→ **EXERCISE MATERIAL**:
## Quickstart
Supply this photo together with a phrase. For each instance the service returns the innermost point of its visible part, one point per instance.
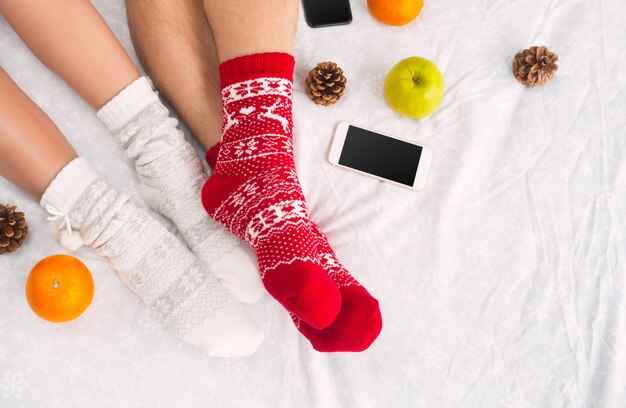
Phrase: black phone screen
(321, 13)
(380, 155)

→ **TASK**: Repeat the entries above exactly as written, but not their pictures.

→ **SOLUTION TO THE PROBLEM**:
## Quickstart
Supply this photo together with a phrase. For each instance the service returns the innermost point of its visible part, one point per instance.
Phrase: black phone screen
(321, 13)
(380, 155)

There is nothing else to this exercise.